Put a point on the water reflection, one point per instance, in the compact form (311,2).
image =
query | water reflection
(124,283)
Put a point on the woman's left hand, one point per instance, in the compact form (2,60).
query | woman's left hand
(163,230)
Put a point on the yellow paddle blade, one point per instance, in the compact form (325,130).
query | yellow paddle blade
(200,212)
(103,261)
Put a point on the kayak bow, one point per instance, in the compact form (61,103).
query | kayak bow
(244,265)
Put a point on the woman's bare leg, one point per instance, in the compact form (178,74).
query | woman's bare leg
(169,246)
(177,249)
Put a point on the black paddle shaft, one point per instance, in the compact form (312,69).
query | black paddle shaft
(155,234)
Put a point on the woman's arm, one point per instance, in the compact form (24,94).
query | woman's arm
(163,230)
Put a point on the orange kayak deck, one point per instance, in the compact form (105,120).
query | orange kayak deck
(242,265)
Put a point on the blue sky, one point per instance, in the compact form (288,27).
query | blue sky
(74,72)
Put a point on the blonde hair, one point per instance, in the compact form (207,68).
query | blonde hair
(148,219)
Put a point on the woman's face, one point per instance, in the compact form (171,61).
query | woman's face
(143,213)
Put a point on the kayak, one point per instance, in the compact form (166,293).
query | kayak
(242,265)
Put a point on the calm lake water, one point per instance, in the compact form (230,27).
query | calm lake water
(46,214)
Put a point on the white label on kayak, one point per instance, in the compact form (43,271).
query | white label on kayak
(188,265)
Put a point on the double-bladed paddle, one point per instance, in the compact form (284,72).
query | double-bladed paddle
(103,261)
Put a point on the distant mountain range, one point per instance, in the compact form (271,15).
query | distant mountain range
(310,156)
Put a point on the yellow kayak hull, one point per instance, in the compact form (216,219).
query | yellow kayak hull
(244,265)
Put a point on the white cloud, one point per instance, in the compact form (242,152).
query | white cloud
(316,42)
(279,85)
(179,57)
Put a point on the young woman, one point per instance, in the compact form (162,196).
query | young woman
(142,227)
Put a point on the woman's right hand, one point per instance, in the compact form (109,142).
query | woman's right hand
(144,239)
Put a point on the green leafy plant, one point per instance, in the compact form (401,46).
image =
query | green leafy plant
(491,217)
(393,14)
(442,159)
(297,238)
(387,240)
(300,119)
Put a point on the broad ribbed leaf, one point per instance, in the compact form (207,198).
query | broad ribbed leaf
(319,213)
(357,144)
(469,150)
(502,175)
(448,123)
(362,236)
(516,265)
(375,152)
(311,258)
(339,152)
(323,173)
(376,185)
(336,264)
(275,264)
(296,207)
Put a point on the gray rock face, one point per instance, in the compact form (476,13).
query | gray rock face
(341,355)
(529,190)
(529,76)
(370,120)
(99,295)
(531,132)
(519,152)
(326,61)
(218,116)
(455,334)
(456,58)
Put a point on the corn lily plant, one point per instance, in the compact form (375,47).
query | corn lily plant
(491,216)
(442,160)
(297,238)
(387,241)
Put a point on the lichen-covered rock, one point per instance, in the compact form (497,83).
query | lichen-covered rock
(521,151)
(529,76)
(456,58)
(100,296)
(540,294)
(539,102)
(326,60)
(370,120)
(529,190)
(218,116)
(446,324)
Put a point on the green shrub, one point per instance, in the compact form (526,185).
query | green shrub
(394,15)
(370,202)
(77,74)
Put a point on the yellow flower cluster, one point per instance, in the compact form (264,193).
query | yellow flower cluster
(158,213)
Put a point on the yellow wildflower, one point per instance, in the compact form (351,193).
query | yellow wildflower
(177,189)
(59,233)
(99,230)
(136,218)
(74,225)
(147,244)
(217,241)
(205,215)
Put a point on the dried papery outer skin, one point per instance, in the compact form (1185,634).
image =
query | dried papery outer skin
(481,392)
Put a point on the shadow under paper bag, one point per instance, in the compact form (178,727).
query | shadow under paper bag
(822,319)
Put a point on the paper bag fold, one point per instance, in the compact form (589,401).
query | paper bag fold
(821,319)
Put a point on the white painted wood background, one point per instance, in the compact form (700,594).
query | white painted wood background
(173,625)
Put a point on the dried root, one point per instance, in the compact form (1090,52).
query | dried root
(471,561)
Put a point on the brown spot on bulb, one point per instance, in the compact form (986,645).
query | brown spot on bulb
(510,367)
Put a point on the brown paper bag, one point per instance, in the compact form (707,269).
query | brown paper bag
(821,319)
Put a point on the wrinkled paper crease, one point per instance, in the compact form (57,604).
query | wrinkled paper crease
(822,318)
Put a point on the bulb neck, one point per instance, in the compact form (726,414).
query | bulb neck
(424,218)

### Exercise task
Could you quote the material above in full, exactly as it stands?

### Correct answer
Put a point on the water reflection, one point per instance, in the compact form (311,2).
image =
query | water reflection
(124,283)
Put a point on the woman's left hand, one point per instance, in the compact form (2,60).
query | woman's left hand
(163,230)
Put a point on the yellow paddle blade, one point per instance, in the compact form (325,130).
query | yellow paddle blade
(200,212)
(103,261)
Put a point on the kayak bow, one point per instance, in the compact form (61,103).
query | kayak bow
(244,265)
Put a point on the woman's bare leg, one point per instance, in the compact form (178,74).
query | woman's bare leg
(169,246)
(177,249)
Put a point on the black paddle shaft, one point per instance, in the compact form (312,69).
query | black paddle shaft
(155,234)
Put a point on the woman's arm, one point per instance, in the compact form (24,94).
query | woman's arm
(163,230)
Put a point on the orange kayak deck, one point per instance, in the compact form (105,120).
query | orange kayak deck
(242,265)
Put a point on the blue sky, one point per instance, in the compact form (288,27).
query | blue sky
(74,72)
Put a point on the blonde hair, one point per instance, in the compact form (207,68).
query | blonde hair
(148,219)
Put a point on the woman's face, one point per instance, in the compact form (171,61).
query | woman's face
(143,213)
Put a point on the kayak, one point per instance, in the compact form (166,293).
query | kayak
(242,265)
Put a point on the calm lake water, one point per instance, in the compact form (230,27).
query | calm lake water
(46,214)
Put a point on the white label on kayak, one point per instance, in the compact form (43,271).
query | white label on kayak
(188,265)
Put a point on the double-bladed paddle, one point per instance, in the compact form (284,72).
query | double-bladed paddle
(103,261)
Put a point on the distant mountain range, one point per instance, in the compact form (271,15).
query | distant mountain range
(310,156)
Put a point on the yellow kayak hull, one point per instance, in the compact form (216,219).
query | yellow kayak hull
(244,265)
Put a point on the white cloud, one point per instance, in the compact form (242,152).
query | white cloud
(316,42)
(279,85)
(179,57)
Put a point on the young woman, one point per instance, in the compact form (162,196).
query | young woman
(142,227)
Put a point on the woman's right hand, one point per instance, in the compact form (109,142).
query | woman's right hand
(144,239)
Put a point on the green leafy plant, one point per instance, in the compact form (401,46).
image =
query | green leafy plant
(491,217)
(393,14)
(442,159)
(297,238)
(387,240)
(300,119)
Put a point on the broad ribbed leaf, one point per instance, in the compact form (207,198).
query | broad ribbed leaf
(319,213)
(357,144)
(469,150)
(502,175)
(448,123)
(362,236)
(516,265)
(375,152)
(311,258)
(339,152)
(323,173)
(376,185)
(336,264)
(275,264)
(296,207)
Put a point on the gray rock face, one point per instance, in the compact form (476,13).
query | gray rock face
(341,355)
(529,190)
(529,76)
(370,120)
(99,295)
(531,132)
(519,152)
(326,61)
(218,116)
(455,334)
(456,58)
Put a point on the corn lily plant, one point per instance, in the compact form (375,47).
query | corn lily plant
(491,216)
(442,160)
(297,238)
(387,241)
Put a point on the lichen-covered rock, one point per instance, in the compact form (497,83).
query | lichen-covered rock
(521,151)
(529,76)
(456,58)
(100,296)
(540,294)
(539,102)
(326,60)
(370,120)
(529,190)
(218,116)
(446,324)
Put a point on the green shrub, one point per instance, in the compact form (526,185).
query | green shrub
(394,15)
(370,202)
(77,74)
Put a point on the yellow flower cluster, one point per instance, in the compact form (264,193).
query | yellow flower cluster
(158,213)
Put a point on the yellow wildflower, one point per instance, in the compact form (351,193).
query | yellow wildflower
(177,189)
(59,233)
(99,230)
(136,218)
(74,225)
(147,244)
(217,241)
(205,215)
Put a point on the dried papery outer skin, one point per instance, in the compact form (1185,634).
image =
query | dried papery outer skin
(481,392)
Put a point on the shadow under paper bag, one point per instance, in the compact form (178,727).
query | shadow under paper bag
(822,319)
Put a point on the paper bag fold, one point per instance, in the compact form (589,401).
query | paper bag fold
(821,319)
Put a point on the white painted wood background, one point per instance, in the compact form (700,594).
query | white painted wood background
(173,625)
Put a point on the dried root, one point per instance, in the compact form (1090,52).
query | dried root
(471,561)
Put a point on the brown spot on bulb, one point per instance, in the compact form (986,645).
query | brown spot on bulb
(510,367)
Put a point on the brown paper bag, one point per instance, in the compact form (707,269).
query | brown paper bag
(821,319)
Put a point on the wrinkled paper crease, one point per instance, in the compact form (57,604).
query | wrinkled paper crease
(822,318)
Put a point on the bulb neck, one point per instance, in the compact form (726,414).
query | bulb neck
(424,218)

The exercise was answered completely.